--- GIVEN REQUEST ---
Retype the tail of the data exactly, starting at the line containing "Thanks for the photo. Could you please mark the wood plank" and stopping at the last line.
((
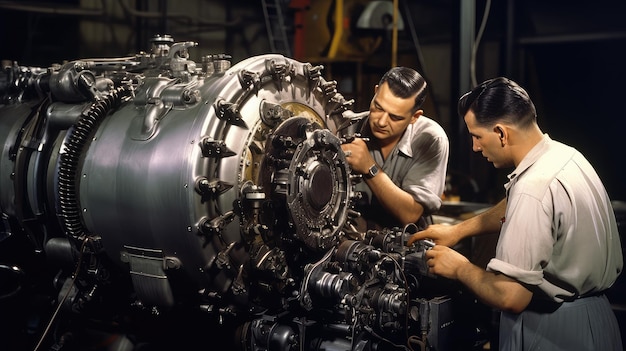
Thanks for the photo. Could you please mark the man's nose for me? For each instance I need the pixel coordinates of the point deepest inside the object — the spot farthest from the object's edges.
(384, 119)
(476, 146)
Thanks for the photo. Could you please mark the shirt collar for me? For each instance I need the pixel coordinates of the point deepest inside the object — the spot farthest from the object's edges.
(531, 157)
(404, 144)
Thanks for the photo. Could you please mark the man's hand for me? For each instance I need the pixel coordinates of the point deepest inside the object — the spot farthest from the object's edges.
(358, 156)
(441, 234)
(444, 261)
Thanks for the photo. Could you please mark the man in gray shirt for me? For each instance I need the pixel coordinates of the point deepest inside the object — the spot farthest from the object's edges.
(559, 247)
(402, 155)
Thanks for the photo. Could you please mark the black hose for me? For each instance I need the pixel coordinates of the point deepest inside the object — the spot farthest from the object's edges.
(83, 130)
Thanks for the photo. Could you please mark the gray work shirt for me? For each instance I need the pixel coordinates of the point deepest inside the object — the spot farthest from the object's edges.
(417, 165)
(559, 233)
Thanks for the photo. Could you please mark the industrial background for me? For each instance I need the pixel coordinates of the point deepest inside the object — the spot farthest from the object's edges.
(567, 54)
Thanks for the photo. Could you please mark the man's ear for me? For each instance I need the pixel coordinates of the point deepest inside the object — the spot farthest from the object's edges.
(416, 115)
(500, 130)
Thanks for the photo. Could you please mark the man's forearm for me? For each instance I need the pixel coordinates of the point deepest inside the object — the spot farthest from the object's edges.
(395, 200)
(496, 290)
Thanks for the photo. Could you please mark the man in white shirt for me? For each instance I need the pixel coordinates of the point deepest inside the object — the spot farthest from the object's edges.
(559, 246)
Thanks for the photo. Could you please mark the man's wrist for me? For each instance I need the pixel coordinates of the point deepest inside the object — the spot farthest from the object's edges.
(372, 171)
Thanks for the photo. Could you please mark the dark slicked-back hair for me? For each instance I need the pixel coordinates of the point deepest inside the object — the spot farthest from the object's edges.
(405, 82)
(499, 100)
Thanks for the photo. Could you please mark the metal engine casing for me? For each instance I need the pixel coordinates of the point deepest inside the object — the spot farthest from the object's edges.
(221, 188)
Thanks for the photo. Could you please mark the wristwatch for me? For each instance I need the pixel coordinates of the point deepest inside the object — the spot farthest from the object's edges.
(372, 171)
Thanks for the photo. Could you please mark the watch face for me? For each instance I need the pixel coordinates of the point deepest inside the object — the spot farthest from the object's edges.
(373, 171)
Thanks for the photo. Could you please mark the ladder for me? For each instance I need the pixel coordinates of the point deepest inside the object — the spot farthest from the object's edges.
(276, 26)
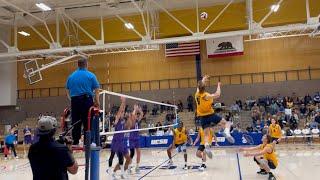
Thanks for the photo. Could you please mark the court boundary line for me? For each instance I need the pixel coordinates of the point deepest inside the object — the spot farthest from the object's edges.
(155, 168)
(239, 169)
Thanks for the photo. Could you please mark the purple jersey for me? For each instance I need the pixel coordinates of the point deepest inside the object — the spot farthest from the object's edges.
(135, 134)
(134, 139)
(118, 142)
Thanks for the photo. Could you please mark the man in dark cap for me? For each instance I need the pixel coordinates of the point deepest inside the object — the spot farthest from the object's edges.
(83, 91)
(49, 159)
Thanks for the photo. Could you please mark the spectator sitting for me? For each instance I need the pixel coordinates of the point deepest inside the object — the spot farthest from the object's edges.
(316, 98)
(303, 110)
(9, 144)
(307, 99)
(180, 106)
(239, 103)
(314, 125)
(259, 125)
(289, 102)
(235, 108)
(155, 109)
(190, 103)
(27, 135)
(159, 125)
(249, 129)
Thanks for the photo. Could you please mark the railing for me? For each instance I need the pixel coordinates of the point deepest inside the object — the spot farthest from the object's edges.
(246, 78)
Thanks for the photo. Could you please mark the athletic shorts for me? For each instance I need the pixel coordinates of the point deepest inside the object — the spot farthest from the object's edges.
(27, 141)
(134, 143)
(181, 147)
(270, 163)
(201, 148)
(274, 139)
(210, 120)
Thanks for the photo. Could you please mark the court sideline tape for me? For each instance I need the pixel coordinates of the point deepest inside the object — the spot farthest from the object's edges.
(156, 167)
(239, 169)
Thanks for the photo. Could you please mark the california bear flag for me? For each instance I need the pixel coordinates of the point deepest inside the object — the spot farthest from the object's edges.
(225, 46)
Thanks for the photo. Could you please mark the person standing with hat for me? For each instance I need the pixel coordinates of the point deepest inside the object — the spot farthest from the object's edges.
(49, 159)
(83, 91)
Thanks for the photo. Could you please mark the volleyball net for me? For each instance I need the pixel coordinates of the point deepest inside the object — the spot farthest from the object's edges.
(107, 124)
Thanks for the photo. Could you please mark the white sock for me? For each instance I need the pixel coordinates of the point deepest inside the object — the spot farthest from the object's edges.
(122, 169)
(227, 131)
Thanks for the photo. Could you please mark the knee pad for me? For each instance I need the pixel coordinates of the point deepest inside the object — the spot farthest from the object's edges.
(255, 160)
(131, 153)
(121, 159)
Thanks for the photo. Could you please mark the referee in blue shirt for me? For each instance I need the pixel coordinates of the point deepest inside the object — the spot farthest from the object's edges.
(83, 91)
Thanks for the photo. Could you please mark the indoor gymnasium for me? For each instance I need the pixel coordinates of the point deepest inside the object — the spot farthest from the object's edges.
(159, 89)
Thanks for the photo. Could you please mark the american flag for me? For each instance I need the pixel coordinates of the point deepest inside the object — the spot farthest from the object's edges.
(182, 49)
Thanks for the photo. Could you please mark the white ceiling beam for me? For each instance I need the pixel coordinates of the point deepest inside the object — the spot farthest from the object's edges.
(36, 31)
(197, 11)
(165, 40)
(134, 29)
(307, 10)
(35, 17)
(81, 28)
(269, 14)
(142, 17)
(172, 16)
(218, 16)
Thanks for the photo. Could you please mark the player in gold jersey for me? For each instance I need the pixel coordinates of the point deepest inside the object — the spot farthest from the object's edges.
(264, 155)
(200, 152)
(206, 114)
(180, 140)
(275, 131)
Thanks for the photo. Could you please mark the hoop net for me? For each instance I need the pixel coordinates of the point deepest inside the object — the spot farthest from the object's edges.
(104, 92)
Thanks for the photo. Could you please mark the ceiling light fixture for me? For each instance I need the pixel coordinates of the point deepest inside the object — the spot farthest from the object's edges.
(23, 33)
(129, 26)
(275, 7)
(43, 7)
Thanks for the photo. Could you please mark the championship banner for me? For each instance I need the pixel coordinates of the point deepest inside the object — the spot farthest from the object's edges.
(226, 46)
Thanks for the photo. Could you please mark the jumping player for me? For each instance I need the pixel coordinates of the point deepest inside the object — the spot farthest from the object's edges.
(275, 131)
(264, 155)
(206, 114)
(200, 152)
(134, 137)
(118, 145)
(180, 140)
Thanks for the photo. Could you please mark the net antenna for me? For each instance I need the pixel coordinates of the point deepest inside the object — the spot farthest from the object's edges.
(104, 92)
(32, 71)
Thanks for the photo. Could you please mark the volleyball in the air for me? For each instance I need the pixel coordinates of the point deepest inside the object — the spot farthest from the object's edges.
(204, 15)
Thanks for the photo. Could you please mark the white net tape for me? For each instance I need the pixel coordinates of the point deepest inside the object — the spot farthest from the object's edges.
(104, 92)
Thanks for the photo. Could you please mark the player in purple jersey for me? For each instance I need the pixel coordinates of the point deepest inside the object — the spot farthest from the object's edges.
(118, 145)
(134, 138)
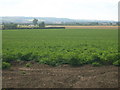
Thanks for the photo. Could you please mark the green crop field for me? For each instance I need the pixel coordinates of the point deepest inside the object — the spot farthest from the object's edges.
(62, 46)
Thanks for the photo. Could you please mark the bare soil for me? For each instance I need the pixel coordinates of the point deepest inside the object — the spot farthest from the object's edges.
(64, 76)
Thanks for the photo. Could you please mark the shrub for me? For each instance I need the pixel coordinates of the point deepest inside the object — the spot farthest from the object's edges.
(96, 64)
(116, 63)
(6, 65)
(28, 65)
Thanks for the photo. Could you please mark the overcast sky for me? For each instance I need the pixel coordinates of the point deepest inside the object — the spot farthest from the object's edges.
(74, 9)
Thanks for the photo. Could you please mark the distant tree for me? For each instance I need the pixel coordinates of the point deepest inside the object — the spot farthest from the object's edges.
(35, 21)
(9, 26)
(42, 25)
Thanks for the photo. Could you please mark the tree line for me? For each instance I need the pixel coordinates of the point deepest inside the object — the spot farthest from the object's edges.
(15, 26)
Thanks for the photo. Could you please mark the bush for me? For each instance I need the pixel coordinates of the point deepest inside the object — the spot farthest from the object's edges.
(96, 64)
(28, 65)
(116, 63)
(6, 65)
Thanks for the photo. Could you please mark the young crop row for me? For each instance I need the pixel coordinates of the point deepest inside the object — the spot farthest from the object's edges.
(56, 47)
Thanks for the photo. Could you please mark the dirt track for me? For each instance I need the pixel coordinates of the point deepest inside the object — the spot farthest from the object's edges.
(65, 76)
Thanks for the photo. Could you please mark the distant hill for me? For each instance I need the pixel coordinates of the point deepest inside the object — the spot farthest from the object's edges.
(53, 20)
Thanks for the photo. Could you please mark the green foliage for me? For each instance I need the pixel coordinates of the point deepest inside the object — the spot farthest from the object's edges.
(28, 65)
(117, 63)
(96, 64)
(55, 47)
(6, 65)
(23, 72)
(42, 25)
(9, 26)
(35, 21)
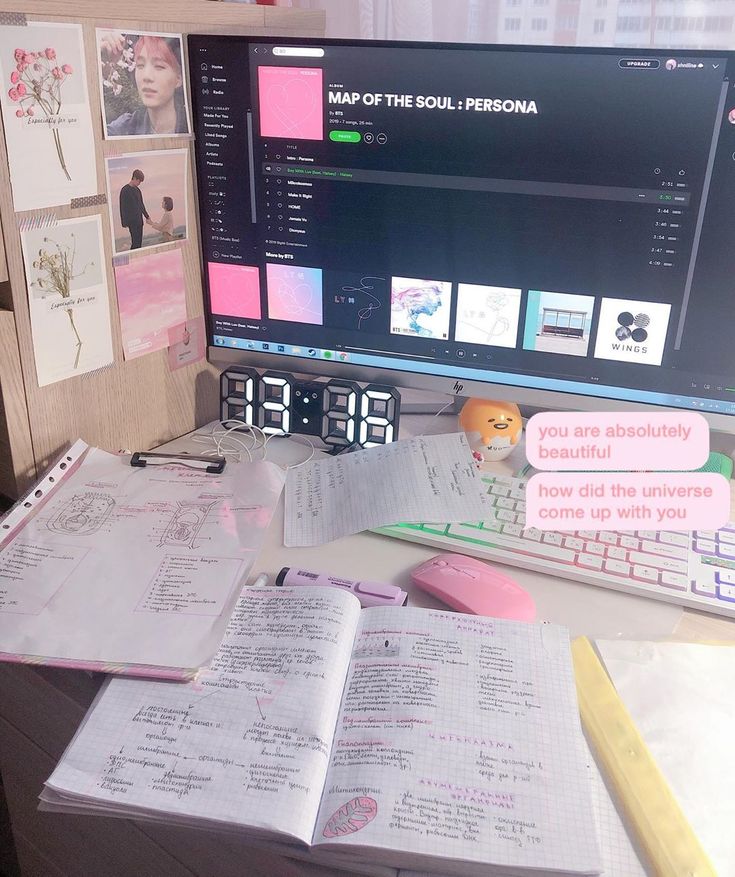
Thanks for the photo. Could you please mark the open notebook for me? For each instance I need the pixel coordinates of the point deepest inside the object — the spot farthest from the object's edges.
(406, 738)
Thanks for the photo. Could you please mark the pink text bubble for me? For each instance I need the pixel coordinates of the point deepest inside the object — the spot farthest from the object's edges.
(627, 501)
(617, 440)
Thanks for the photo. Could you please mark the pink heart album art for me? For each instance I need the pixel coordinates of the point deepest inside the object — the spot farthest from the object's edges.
(294, 293)
(291, 102)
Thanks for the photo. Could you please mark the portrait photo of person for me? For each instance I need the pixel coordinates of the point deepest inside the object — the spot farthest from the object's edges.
(142, 84)
(147, 195)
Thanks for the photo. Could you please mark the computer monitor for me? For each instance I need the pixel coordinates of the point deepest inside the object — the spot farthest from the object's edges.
(548, 225)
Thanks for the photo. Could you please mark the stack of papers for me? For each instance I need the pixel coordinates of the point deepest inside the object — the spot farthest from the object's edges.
(132, 570)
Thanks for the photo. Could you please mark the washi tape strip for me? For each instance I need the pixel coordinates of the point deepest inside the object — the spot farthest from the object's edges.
(88, 201)
(97, 371)
(15, 19)
(648, 804)
(37, 220)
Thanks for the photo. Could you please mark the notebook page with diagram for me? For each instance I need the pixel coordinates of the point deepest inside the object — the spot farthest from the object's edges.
(121, 567)
(459, 738)
(245, 745)
(398, 737)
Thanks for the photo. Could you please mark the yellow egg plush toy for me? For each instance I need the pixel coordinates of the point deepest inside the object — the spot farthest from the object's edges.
(493, 428)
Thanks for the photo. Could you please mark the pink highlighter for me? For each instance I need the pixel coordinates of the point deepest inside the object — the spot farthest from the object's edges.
(368, 593)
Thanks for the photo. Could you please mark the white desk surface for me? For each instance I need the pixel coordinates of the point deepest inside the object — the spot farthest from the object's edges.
(584, 609)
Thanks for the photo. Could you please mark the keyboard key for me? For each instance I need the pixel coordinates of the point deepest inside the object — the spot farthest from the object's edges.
(680, 539)
(482, 537)
(663, 549)
(705, 546)
(436, 529)
(573, 543)
(618, 567)
(672, 564)
(675, 581)
(726, 592)
(535, 549)
(645, 574)
(590, 561)
(705, 587)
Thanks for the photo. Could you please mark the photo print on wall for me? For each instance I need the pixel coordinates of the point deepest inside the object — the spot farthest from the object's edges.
(46, 115)
(68, 298)
(147, 194)
(142, 84)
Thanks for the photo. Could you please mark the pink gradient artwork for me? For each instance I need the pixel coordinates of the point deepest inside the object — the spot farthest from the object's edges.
(294, 293)
(291, 102)
(151, 299)
(234, 290)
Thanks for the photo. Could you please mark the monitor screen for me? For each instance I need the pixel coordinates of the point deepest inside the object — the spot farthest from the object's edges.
(472, 217)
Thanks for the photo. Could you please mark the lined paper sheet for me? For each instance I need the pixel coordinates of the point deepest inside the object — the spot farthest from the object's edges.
(429, 478)
(134, 566)
(246, 745)
(459, 738)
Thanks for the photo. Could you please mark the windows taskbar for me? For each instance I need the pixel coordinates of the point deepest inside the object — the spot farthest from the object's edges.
(452, 371)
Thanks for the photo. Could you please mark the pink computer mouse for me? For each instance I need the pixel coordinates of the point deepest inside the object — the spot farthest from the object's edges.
(470, 585)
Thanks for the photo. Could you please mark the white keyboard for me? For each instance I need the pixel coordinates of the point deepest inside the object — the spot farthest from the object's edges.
(694, 569)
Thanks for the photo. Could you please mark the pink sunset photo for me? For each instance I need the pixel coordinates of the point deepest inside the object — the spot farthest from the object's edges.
(151, 299)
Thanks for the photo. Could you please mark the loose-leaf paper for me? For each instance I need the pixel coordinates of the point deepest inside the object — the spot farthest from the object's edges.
(68, 298)
(151, 298)
(46, 115)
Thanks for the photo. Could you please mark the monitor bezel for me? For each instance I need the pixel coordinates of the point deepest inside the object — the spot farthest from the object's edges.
(224, 357)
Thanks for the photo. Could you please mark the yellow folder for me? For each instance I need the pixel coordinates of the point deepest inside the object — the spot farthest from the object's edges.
(646, 802)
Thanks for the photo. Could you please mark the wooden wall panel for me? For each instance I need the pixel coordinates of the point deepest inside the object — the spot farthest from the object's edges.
(135, 404)
(17, 465)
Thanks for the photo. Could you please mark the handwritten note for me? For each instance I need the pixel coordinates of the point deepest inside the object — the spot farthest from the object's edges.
(463, 733)
(134, 566)
(248, 742)
(403, 737)
(430, 478)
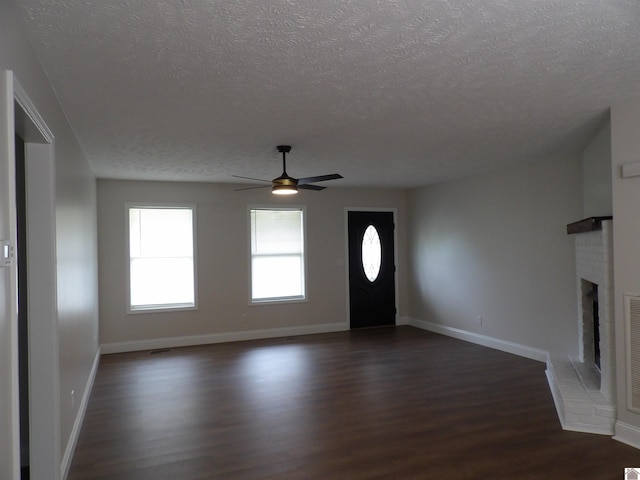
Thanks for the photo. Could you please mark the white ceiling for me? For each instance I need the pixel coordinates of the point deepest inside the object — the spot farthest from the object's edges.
(396, 93)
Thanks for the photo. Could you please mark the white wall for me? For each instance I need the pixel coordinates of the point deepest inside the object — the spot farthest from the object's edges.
(222, 260)
(75, 208)
(625, 148)
(596, 175)
(496, 246)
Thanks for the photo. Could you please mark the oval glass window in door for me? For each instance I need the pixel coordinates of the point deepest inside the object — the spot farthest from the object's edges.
(371, 253)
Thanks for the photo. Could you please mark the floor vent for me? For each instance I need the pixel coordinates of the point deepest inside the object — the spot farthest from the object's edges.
(632, 314)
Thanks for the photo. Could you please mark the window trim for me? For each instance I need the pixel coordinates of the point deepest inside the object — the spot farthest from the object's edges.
(278, 300)
(161, 308)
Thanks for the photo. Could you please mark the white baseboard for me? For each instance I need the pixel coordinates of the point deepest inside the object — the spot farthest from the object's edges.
(495, 343)
(171, 342)
(555, 393)
(77, 424)
(629, 434)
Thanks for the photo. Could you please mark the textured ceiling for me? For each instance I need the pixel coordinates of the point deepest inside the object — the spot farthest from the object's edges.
(396, 93)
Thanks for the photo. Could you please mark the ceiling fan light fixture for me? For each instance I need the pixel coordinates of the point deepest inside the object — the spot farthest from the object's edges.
(284, 189)
(284, 185)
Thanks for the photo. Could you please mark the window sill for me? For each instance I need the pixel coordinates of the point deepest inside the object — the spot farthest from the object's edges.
(161, 309)
(277, 301)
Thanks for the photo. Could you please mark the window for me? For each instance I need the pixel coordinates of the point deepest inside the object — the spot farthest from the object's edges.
(277, 255)
(161, 258)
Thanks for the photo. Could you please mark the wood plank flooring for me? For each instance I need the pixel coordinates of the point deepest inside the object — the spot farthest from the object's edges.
(390, 403)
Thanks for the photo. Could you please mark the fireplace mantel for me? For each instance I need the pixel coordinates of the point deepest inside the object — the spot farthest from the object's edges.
(586, 225)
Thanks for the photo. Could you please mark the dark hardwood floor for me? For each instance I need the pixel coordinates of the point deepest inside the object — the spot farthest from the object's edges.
(390, 403)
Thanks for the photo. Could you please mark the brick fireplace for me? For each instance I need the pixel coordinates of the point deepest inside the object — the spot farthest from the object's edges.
(583, 391)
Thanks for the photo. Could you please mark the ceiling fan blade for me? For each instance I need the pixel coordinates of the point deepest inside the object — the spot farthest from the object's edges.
(310, 187)
(251, 178)
(250, 188)
(321, 178)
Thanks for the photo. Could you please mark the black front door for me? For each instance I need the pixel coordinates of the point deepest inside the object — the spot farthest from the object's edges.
(372, 300)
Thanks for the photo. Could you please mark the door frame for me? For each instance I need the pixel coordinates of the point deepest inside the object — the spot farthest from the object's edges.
(394, 212)
(44, 371)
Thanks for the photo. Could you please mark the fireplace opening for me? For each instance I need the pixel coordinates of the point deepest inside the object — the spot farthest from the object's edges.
(590, 324)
))
--- RESULT OF THIS EXERCISE ---
Thanks for the photo. Could you please mark the wood plank flooring for me? For each instance I need the pixel coordinates of the point deepest inside the object — the spot farthest from the object's edges.
(390, 403)
Thanks for the photo. Could you please mark the fireplace mantel for me? For each instance I need the pixel coordinates of the point deepest inside the object — the spot farthest from the object's edges.
(586, 225)
Thanks for the photo. Could you please mark the dark hardwood floor for me? For each instance I need the pixel coordinates of the point deepest inside the object — the spot farthest from the object's edges.
(390, 403)
Thanks for the photo. Could you please mark the brick fireplace for me? For each instance I need the pixel coordinates of the point deepest inside the object — the spot farthest from the object's edges.
(583, 391)
Thanks for the photo. Could you please mark the ceiling fan blade for me? For each instance I need the pixel coordinates of the point deepest inside the object — the spot farthest from the object's edges.
(310, 187)
(251, 178)
(250, 188)
(321, 178)
Thanks for the photo. Could you please mark the black front door for me? For each instance I need the pixel coordinates of the point deepest inside the object — the spot farthest from the object's edges.
(372, 300)
Thanks for the photo. Could you please mark the door frame for me? For each instance I need the pixel coordinates of the point deepest inside the object — the spot farthest from the object's edges.
(394, 212)
(44, 371)
Thanks for the photo. Could you please mark the fireplace opening for me? For each instance I need the pixel coordinates of the point deepest inside the object — the spot farthest from the object's edges.
(590, 324)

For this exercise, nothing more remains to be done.